┌─ PROVIDED PASSAGE

# Lunar Lander With Deep Q-Learning

In this lab, we'll do some cool stuff!

In [1]:
import numpy as np

import io
import base64
from IPython import display

import gym
from gym import wrappers

In [2]:
# This code is to embed the output into this notebook. 
# You may prefer to use the terminal directly, which will
# open a new window when you run a gym environment instead of 
# capturing a video. 
def imbed_round_video():
    video = io.open('./gym-videos/openaigym.video.%s.video000000.mp4' % env.file_infix, 'r+b').read()
    encoded = base64.b64encode(video)
    return display.HTML(data='''
        <video width="360" height="auto" alt="test" controls><source src="data:video/mp4;base64,{0}" type="video/mp4" /></video>'''
    .format(encoded.decode('ascii')))

In [3]:
# First, we can just make an environment from Gym
# And have the agent make a random action every time
original_env = gym.make('LunarLander-v2')

# The wrapper allows us to take a video so we can display it
# in the Jupyter notebook. 
env = wrappers.Monitor(original_env, "gym-videos/", force=True)
env.reset()

└─
┌─ AVAILABLE DATA

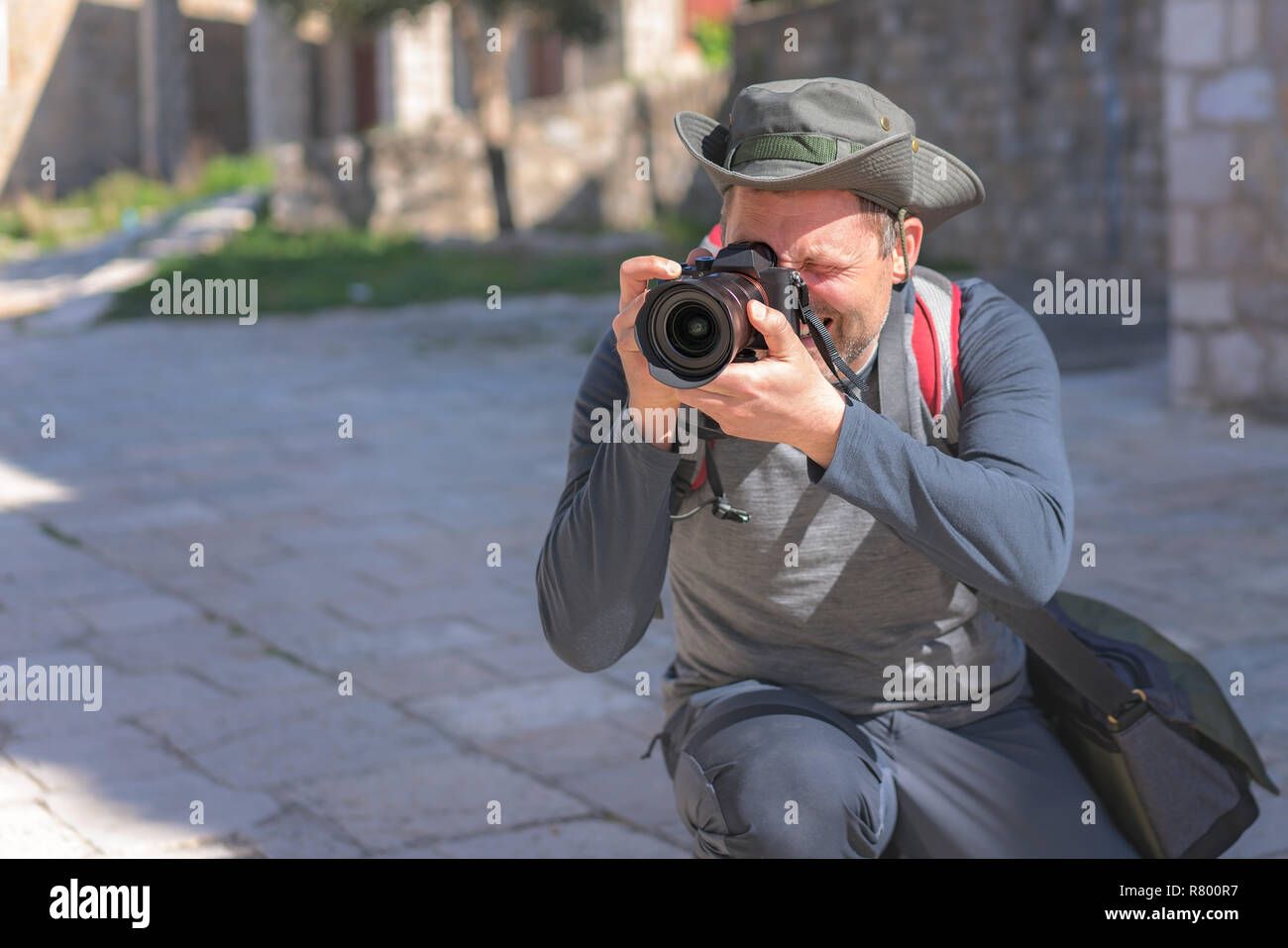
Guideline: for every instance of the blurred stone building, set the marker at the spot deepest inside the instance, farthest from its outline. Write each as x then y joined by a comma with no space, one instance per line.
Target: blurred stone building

└─

__WRITTEN EXERCISE 1__.
List every name that comes directly after the keyword import in the lunar lander notebook.
__WRITTEN EXERCISE 2__.
Summarize the lunar lander notebook in two sentences.
__WRITTEN EXERCISE 3__.
Write the next part of the lunar lander notebook, starting after its last line.

__TASK OUTPUT 1__.
numpy, io, base64, display, gym, wrappers

__TASK OUTPUT 2__.
The notebook opens a lab on the Lunar Lander with deep Q-learning, imports its libraries, and defines a function that embeds a recorded gym video in the notebook instead of opening a new window. It then creates the LunarLander-v2 environment, wraps it with a monitor that records video to a gym-videos folder, and resets it.

__TASK OUTPUT 3__.
for _ in range(1000):
    # Randomly take an action
    action = env.action_space.sample()
    observation, reward, done, info = env.step(action)

    if done: break
        
# You're always supposed to close an environment when you're
# done with it in Gym. 
env.close()
original_env.close()

imbed_round_video()

In [4]:
# Okay, so that's what taking random actions looks like.
# Lets take a closer look at the information Gym gives us
original_env = gym.make('LunarLander-v2')
original_env.reset()

print("Actions: " , original_env.action_space)

observation, reward, done, info = env.step(env.action_space.sample())
print("Observation: ", observation)
print("Reward: ", reward)
print("done: ", done)
print("Info: ", info)

original_env.close()

Actions:  Discrete(4)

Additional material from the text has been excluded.